■ Pointing dataset excerpts:
## start

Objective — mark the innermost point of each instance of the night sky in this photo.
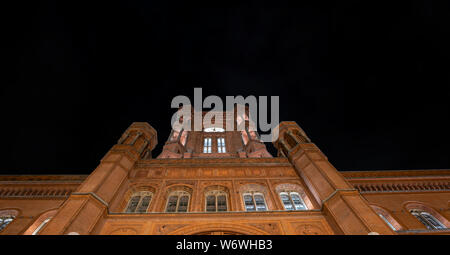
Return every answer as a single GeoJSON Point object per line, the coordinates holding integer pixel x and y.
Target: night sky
{"type": "Point", "coordinates": [368, 83]}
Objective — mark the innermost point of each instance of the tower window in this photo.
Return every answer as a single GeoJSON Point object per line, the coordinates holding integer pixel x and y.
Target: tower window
{"type": "Point", "coordinates": [216, 201]}
{"type": "Point", "coordinates": [36, 231]}
{"type": "Point", "coordinates": [139, 202]}
{"type": "Point", "coordinates": [387, 221]}
{"type": "Point", "coordinates": [207, 145]}
{"type": "Point", "coordinates": [178, 202]}
{"type": "Point", "coordinates": [292, 201]}
{"type": "Point", "coordinates": [254, 202]}
{"type": "Point", "coordinates": [5, 220]}
{"type": "Point", "coordinates": [221, 145]}
{"type": "Point", "coordinates": [427, 219]}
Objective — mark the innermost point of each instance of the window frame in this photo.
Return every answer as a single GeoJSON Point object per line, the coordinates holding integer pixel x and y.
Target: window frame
{"type": "Point", "coordinates": [419, 215]}
{"type": "Point", "coordinates": [216, 194]}
{"type": "Point", "coordinates": [142, 195]}
{"type": "Point", "coordinates": [207, 145]}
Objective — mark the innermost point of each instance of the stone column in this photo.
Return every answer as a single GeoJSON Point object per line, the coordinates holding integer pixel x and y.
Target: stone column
{"type": "Point", "coordinates": [343, 206]}
{"type": "Point", "coordinates": [86, 206]}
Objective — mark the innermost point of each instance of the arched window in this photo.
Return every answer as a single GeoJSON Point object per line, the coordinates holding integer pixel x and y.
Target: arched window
{"type": "Point", "coordinates": [254, 202]}
{"type": "Point", "coordinates": [139, 202]}
{"type": "Point", "coordinates": [5, 220]}
{"type": "Point", "coordinates": [216, 201]}
{"type": "Point", "coordinates": [6, 217]}
{"type": "Point", "coordinates": [36, 231]}
{"type": "Point", "coordinates": [292, 201]}
{"type": "Point", "coordinates": [427, 219]}
{"type": "Point", "coordinates": [221, 145]}
{"type": "Point", "coordinates": [178, 201]}
{"type": "Point", "coordinates": [207, 145]}
{"type": "Point", "coordinates": [387, 217]}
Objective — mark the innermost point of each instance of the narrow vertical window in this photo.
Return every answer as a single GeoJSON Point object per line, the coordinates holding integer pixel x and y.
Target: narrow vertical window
{"type": "Point", "coordinates": [221, 203]}
{"type": "Point", "coordinates": [139, 202]}
{"type": "Point", "coordinates": [298, 202]}
{"type": "Point", "coordinates": [249, 204]}
{"type": "Point", "coordinates": [144, 204]}
{"type": "Point", "coordinates": [207, 145]}
{"type": "Point", "coordinates": [172, 204]}
{"type": "Point", "coordinates": [216, 201]}
{"type": "Point", "coordinates": [178, 202]}
{"type": "Point", "coordinates": [221, 145]}
{"type": "Point", "coordinates": [292, 201]}
{"type": "Point", "coordinates": [211, 203]}
{"type": "Point", "coordinates": [254, 202]}
{"type": "Point", "coordinates": [5, 220]}
{"type": "Point", "coordinates": [387, 221]}
{"type": "Point", "coordinates": [260, 203]}
{"type": "Point", "coordinates": [134, 201]}
{"type": "Point", "coordinates": [286, 201]}
{"type": "Point", "coordinates": [183, 203]}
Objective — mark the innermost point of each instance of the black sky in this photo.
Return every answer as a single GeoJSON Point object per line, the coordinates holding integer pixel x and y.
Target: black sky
{"type": "Point", "coordinates": [369, 83]}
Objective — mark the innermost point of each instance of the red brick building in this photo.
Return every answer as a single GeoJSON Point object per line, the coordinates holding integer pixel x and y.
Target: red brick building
{"type": "Point", "coordinates": [224, 182]}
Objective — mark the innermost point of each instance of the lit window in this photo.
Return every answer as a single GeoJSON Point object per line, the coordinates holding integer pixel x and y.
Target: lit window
{"type": "Point", "coordinates": [36, 231]}
{"type": "Point", "coordinates": [139, 202]}
{"type": "Point", "coordinates": [427, 219]}
{"type": "Point", "coordinates": [216, 201]}
{"type": "Point", "coordinates": [221, 145]}
{"type": "Point", "coordinates": [254, 202]}
{"type": "Point", "coordinates": [178, 202]}
{"type": "Point", "coordinates": [292, 201]}
{"type": "Point", "coordinates": [207, 145]}
{"type": "Point", "coordinates": [5, 220]}
{"type": "Point", "coordinates": [387, 221]}
{"type": "Point", "coordinates": [213, 130]}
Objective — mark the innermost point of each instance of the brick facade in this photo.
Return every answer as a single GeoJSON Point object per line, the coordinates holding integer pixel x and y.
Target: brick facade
{"type": "Point", "coordinates": [337, 202]}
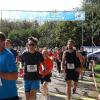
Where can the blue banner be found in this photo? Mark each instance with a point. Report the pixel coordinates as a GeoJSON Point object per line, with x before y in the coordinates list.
{"type": "Point", "coordinates": [45, 15]}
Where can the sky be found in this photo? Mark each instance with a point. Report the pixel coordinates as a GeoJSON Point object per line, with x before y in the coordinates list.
{"type": "Point", "coordinates": [37, 5]}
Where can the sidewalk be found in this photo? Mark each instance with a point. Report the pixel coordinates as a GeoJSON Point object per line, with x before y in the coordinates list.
{"type": "Point", "coordinates": [57, 88]}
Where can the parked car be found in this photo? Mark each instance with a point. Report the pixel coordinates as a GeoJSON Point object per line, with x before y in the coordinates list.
{"type": "Point", "coordinates": [94, 55]}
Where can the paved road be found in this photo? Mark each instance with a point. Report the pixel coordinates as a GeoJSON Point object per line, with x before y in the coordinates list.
{"type": "Point", "coordinates": [57, 88]}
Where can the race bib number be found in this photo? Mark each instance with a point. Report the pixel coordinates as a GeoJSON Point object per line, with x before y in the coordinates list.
{"type": "Point", "coordinates": [31, 68]}
{"type": "Point", "coordinates": [70, 66]}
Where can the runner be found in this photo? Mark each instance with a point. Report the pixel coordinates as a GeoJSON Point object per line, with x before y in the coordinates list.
{"type": "Point", "coordinates": [84, 64]}
{"type": "Point", "coordinates": [45, 77]}
{"type": "Point", "coordinates": [71, 64]}
{"type": "Point", "coordinates": [8, 72]}
{"type": "Point", "coordinates": [31, 60]}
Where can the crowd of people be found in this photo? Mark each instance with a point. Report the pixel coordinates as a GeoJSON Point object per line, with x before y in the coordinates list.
{"type": "Point", "coordinates": [37, 67]}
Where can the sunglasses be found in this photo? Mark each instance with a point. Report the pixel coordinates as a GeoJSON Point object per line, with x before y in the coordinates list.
{"type": "Point", "coordinates": [31, 44]}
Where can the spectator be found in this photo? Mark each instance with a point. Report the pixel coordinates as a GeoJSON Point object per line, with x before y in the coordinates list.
{"type": "Point", "coordinates": [8, 72]}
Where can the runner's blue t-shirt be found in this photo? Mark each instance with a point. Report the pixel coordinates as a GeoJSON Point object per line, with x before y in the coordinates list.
{"type": "Point", "coordinates": [7, 64]}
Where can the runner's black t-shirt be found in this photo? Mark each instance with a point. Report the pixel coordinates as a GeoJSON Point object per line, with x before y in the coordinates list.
{"type": "Point", "coordinates": [31, 63]}
{"type": "Point", "coordinates": [72, 58]}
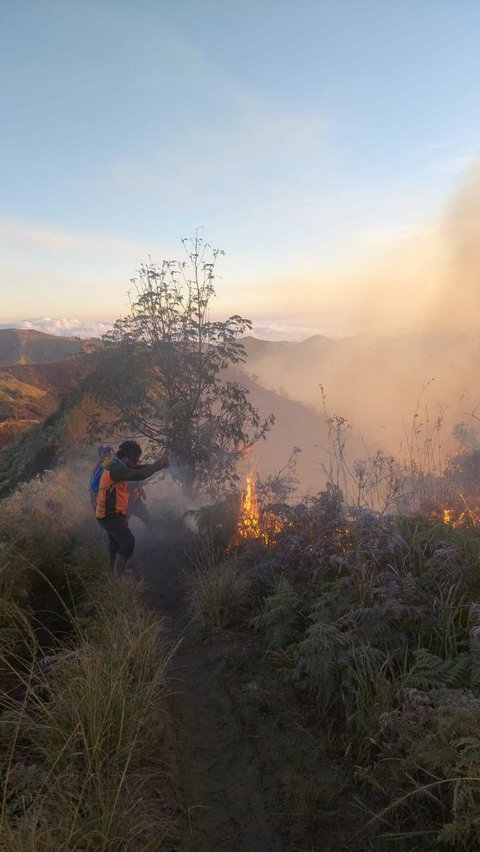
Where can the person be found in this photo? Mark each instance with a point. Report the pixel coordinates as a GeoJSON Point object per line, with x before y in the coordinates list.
{"type": "Point", "coordinates": [137, 504]}
{"type": "Point", "coordinates": [105, 454]}
{"type": "Point", "coordinates": [112, 500]}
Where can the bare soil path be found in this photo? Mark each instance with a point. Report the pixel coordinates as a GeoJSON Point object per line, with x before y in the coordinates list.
{"type": "Point", "coordinates": [218, 774]}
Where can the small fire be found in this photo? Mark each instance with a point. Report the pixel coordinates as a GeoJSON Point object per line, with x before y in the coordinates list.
{"type": "Point", "coordinates": [249, 521]}
{"type": "Point", "coordinates": [460, 515]}
{"type": "Point", "coordinates": [252, 523]}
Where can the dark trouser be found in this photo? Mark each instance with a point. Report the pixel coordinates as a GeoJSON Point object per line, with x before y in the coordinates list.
{"type": "Point", "coordinates": [137, 509]}
{"type": "Point", "coordinates": [120, 539]}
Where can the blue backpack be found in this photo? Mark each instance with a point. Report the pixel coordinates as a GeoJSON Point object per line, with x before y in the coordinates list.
{"type": "Point", "coordinates": [94, 484]}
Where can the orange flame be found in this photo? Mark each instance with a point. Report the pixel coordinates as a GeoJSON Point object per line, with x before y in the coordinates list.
{"type": "Point", "coordinates": [460, 515]}
{"type": "Point", "coordinates": [251, 522]}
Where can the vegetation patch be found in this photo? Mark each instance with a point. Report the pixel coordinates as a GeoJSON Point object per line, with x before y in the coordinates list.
{"type": "Point", "coordinates": [82, 671]}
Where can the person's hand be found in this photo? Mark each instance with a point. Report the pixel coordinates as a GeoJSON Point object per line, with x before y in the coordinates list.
{"type": "Point", "coordinates": [163, 462]}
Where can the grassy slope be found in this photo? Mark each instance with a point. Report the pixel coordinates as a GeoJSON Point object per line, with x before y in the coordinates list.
{"type": "Point", "coordinates": [27, 346]}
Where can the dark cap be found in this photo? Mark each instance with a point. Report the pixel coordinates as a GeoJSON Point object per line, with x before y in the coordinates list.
{"type": "Point", "coordinates": [130, 449]}
{"type": "Point", "coordinates": [104, 449]}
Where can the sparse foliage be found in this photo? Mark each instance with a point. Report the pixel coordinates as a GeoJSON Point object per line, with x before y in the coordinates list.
{"type": "Point", "coordinates": [167, 372]}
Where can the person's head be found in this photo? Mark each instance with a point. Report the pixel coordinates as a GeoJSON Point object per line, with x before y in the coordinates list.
{"type": "Point", "coordinates": [129, 452]}
{"type": "Point", "coordinates": [105, 450]}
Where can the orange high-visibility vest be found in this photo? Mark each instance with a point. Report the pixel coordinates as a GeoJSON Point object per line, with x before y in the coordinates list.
{"type": "Point", "coordinates": [112, 496]}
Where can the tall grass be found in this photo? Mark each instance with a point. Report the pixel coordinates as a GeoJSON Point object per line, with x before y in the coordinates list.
{"type": "Point", "coordinates": [81, 710]}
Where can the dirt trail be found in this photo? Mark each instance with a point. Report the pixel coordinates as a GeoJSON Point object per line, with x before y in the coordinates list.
{"type": "Point", "coordinates": [218, 772]}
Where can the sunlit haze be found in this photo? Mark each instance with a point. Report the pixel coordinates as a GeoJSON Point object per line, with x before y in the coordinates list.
{"type": "Point", "coordinates": [329, 148]}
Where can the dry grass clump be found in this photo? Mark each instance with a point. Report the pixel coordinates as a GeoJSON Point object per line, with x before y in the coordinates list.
{"type": "Point", "coordinates": [81, 769]}
{"type": "Point", "coordinates": [82, 664]}
{"type": "Point", "coordinates": [218, 591]}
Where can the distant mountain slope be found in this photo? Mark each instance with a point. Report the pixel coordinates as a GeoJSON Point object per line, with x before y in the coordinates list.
{"type": "Point", "coordinates": [377, 383]}
{"type": "Point", "coordinates": [27, 346]}
{"type": "Point", "coordinates": [31, 392]}
{"type": "Point", "coordinates": [39, 447]}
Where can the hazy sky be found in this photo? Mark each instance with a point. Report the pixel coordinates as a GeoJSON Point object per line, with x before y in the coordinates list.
{"type": "Point", "coordinates": [303, 135]}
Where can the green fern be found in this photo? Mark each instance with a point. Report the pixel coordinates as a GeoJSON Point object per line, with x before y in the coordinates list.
{"type": "Point", "coordinates": [431, 672]}
{"type": "Point", "coordinates": [281, 617]}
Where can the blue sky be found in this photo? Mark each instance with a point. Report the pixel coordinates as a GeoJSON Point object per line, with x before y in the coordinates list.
{"type": "Point", "coordinates": [300, 134]}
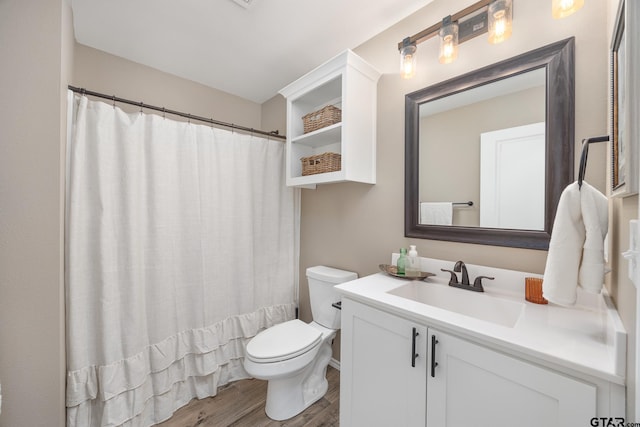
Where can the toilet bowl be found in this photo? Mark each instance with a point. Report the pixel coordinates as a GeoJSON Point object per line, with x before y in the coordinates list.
{"type": "Point", "coordinates": [293, 356]}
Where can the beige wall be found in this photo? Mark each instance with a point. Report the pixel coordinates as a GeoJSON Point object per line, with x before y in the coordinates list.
{"type": "Point", "coordinates": [350, 226]}
{"type": "Point", "coordinates": [36, 52]}
{"type": "Point", "coordinates": [356, 227]}
{"type": "Point", "coordinates": [101, 72]}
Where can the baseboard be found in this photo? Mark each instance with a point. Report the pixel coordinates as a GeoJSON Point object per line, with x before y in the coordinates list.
{"type": "Point", "coordinates": [334, 363]}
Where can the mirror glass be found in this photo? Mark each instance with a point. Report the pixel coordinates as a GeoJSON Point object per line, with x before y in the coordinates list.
{"type": "Point", "coordinates": [497, 155]}
{"type": "Point", "coordinates": [488, 153]}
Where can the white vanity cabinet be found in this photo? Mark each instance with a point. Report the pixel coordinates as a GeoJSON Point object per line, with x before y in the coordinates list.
{"type": "Point", "coordinates": [473, 385]}
{"type": "Point", "coordinates": [455, 382]}
{"type": "Point", "coordinates": [385, 381]}
{"type": "Point", "coordinates": [350, 84]}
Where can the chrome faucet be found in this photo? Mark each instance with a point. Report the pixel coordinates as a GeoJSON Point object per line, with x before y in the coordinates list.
{"type": "Point", "coordinates": [459, 267]}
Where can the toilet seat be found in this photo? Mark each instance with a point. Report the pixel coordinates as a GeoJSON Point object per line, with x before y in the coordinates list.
{"type": "Point", "coordinates": [283, 341]}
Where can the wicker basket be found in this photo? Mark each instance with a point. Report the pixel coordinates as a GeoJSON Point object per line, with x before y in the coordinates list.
{"type": "Point", "coordinates": [533, 290]}
{"type": "Point", "coordinates": [320, 163]}
{"type": "Point", "coordinates": [322, 118]}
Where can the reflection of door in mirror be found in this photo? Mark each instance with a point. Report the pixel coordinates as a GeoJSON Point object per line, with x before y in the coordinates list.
{"type": "Point", "coordinates": [512, 178]}
{"type": "Point", "coordinates": [449, 135]}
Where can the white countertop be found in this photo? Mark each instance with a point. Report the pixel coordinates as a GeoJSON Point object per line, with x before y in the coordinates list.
{"type": "Point", "coordinates": [587, 338]}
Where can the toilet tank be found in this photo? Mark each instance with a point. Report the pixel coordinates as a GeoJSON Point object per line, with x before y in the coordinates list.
{"type": "Point", "coordinates": [322, 293]}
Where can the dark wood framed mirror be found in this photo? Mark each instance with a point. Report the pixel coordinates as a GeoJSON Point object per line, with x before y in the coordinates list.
{"type": "Point", "coordinates": [555, 63]}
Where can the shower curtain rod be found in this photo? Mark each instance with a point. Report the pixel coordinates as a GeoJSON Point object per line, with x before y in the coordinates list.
{"type": "Point", "coordinates": [83, 91]}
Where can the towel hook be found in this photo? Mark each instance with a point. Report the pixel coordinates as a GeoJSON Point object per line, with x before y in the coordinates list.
{"type": "Point", "coordinates": [585, 154]}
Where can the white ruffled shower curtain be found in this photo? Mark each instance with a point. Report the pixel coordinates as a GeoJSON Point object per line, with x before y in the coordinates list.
{"type": "Point", "coordinates": [181, 245]}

## end

■ YOUR TASK: Exactly repeat the lines from the line that contains "Where can the white countertop" to the end of the entries, both included, and leave out all other lines.

■ SOLUTION TO THIS TASK:
Where can the white countertop be found in this photo? Mark each instance with a point. Report the pixel coordinates as a GeoJSON Point object per line, with x before y in the coordinates list.
{"type": "Point", "coordinates": [587, 338]}
Where can the toilet tank be found in this photo? Mark each instance with a point. Report the pixel coordinates as a GeoJSON Point object per line, with x before y in the coordinates list.
{"type": "Point", "coordinates": [322, 293]}
Where can the dark wood framed mirror be found in this photo? Mark each instance with a point. Report the pixel coordinates as a GeoJSON Point object per line, with x before y in the coordinates list.
{"type": "Point", "coordinates": [555, 63]}
Where can the shower curtain rod be found in this photo? Mark each instance with a point. Report the pixel coordinates as a GeoJSON Point object per line, with x before y in the coordinates list.
{"type": "Point", "coordinates": [83, 91]}
Where can the towel hook be found in this photo? Mark each instance with a point. Report the pixel coordinates as a GeoJSON Point object per line, with x before y in the coordinates list.
{"type": "Point", "coordinates": [585, 154]}
Where can the white ruffled shower curtain be found in this photo? Mark each instance with a point. Report the pixel coordinates as a GeoJSON Point object per line, with x before y in the coordinates list.
{"type": "Point", "coordinates": [181, 245]}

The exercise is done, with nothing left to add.